→ Tasks to carry out:
(a) Translate into French the following sentence from the passage on plastic pollution: "Plastic pollution has reached alarming levels in the environment, particularly in our oceans."
(b) Write the next few sentences of the passage on plastic pollution, picking up after its final sentence.

Plastic pollution has reached alarming levels in the environment, particularly in our oceans. From documentary programs such as Blue Planet II, through to media from around the globe, the sheer scale of the problem is now receiving the attention that it deserves. One of the most common plastics, polyethylene terephthalate, or PET, is made from simple monomer building blocks that are linked together via ester bonds, hence the name polyesters. Plastics such as PET incredible properties and have revolutionized many industries, however, their recalcitrance to biodegradation is a critical problem. Unfortunately, the financial incentives to recycle plastics is minimal much ends up in landfills or is incinerated. The long-term solution to this problem is clearly two-fold: first, we must reduce our reliance on single-use plastic and second, simultaneously, develop better reclamation and recycling methods that are truly circular and sustainable.

→ Provided records:
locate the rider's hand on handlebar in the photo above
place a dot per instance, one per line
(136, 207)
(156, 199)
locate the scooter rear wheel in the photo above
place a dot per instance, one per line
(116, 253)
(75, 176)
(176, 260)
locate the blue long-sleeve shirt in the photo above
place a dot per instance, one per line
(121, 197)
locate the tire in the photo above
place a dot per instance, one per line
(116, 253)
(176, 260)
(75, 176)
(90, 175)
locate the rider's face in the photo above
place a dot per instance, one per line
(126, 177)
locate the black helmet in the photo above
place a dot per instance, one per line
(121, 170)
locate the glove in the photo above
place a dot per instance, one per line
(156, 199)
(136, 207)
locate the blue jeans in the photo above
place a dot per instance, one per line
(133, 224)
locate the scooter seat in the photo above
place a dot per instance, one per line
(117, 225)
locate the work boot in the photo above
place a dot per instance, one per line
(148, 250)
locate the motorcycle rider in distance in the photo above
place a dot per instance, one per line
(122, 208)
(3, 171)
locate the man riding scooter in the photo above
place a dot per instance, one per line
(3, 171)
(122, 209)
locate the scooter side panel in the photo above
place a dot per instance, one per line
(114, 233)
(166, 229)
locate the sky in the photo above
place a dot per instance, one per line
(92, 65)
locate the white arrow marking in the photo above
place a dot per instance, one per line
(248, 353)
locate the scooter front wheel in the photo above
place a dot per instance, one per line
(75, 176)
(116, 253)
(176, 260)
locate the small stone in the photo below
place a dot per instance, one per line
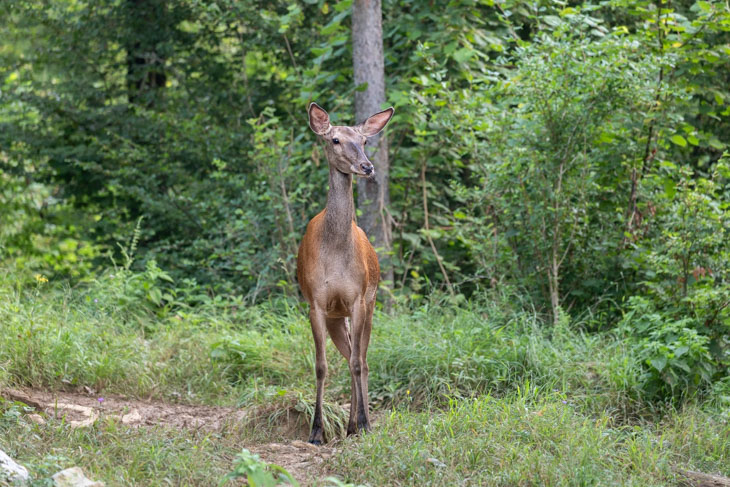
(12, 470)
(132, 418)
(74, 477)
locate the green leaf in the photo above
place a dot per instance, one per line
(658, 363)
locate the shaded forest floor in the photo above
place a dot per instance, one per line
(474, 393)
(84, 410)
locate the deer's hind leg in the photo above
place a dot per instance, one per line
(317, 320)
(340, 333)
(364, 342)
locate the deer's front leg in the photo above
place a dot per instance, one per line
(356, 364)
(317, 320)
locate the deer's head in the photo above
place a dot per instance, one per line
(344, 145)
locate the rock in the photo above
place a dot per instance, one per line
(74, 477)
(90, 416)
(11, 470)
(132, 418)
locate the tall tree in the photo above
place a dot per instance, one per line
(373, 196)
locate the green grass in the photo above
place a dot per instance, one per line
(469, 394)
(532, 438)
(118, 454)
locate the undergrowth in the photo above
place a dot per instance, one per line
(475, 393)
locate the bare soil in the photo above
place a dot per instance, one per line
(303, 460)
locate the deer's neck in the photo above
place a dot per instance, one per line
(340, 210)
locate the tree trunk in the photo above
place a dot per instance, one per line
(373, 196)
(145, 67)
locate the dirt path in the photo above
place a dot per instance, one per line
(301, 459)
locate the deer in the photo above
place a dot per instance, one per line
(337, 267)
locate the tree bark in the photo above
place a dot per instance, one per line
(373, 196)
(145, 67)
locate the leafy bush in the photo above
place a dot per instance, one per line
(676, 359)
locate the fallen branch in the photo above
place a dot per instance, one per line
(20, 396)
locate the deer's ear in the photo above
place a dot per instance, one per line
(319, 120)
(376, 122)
==
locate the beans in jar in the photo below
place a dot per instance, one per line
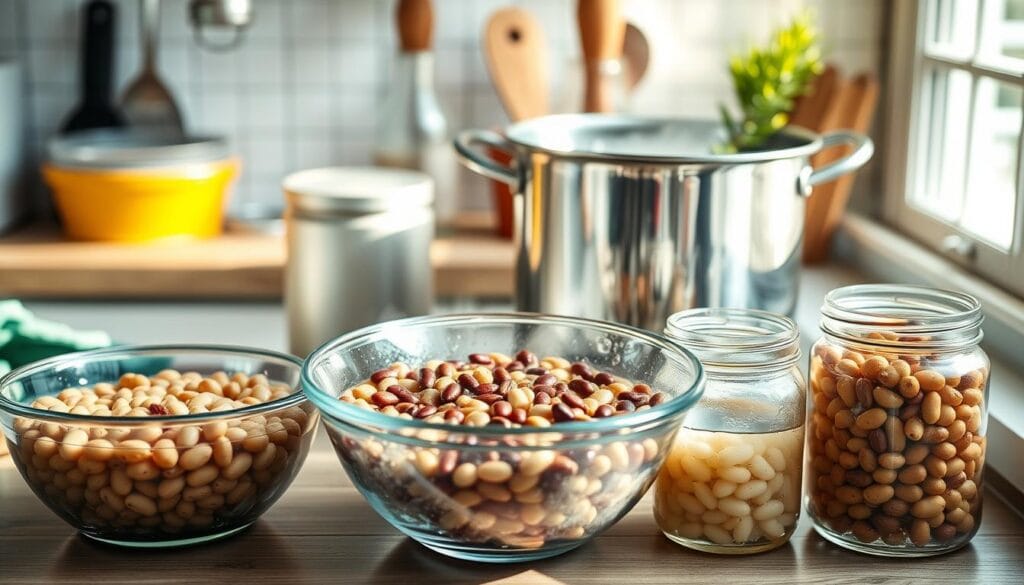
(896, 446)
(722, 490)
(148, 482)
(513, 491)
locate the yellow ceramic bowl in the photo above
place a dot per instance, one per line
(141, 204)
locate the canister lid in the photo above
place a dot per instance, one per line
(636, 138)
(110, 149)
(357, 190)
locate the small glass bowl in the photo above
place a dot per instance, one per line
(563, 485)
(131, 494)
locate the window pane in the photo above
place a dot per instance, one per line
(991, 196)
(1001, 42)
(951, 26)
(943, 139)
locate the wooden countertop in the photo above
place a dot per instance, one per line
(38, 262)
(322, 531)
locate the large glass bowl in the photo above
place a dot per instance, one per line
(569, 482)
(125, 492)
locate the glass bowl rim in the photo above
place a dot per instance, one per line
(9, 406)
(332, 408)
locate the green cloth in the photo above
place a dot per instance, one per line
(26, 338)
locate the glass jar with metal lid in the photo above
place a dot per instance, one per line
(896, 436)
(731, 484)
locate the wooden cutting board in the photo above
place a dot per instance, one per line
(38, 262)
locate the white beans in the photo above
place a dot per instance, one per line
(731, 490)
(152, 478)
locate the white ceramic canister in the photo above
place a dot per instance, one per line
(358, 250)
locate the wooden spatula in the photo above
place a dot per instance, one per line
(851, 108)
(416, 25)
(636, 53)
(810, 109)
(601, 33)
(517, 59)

→ Exercise results:
(a) La pollution plastique a atteint des niveaux alarmants dans l'environnement, en particulier dans nos océans.

(b)
Recently, a newly discovered bacterium, Ideonella sakaiensis 201-F6, was shown to exhibit the rare ability to grow on PET as a major carbon and energy source. Central to its PET biodegradation capability is a secreted PETase (PET-digesting enzyme). In this talk, I will present a 0.92 Å resolution X-ray crystal structure of PETase and discuss the "engineering" and characterization of this enzyme for enhanced PET breakdown.
I will also discuss our ongoing work to develop state-of-the-art computational techniques for efficiently and accurately computing the free energies of (bio)chemical processes using hybrid quantum mechanical/molecular mechanical (QM/MM) techniques.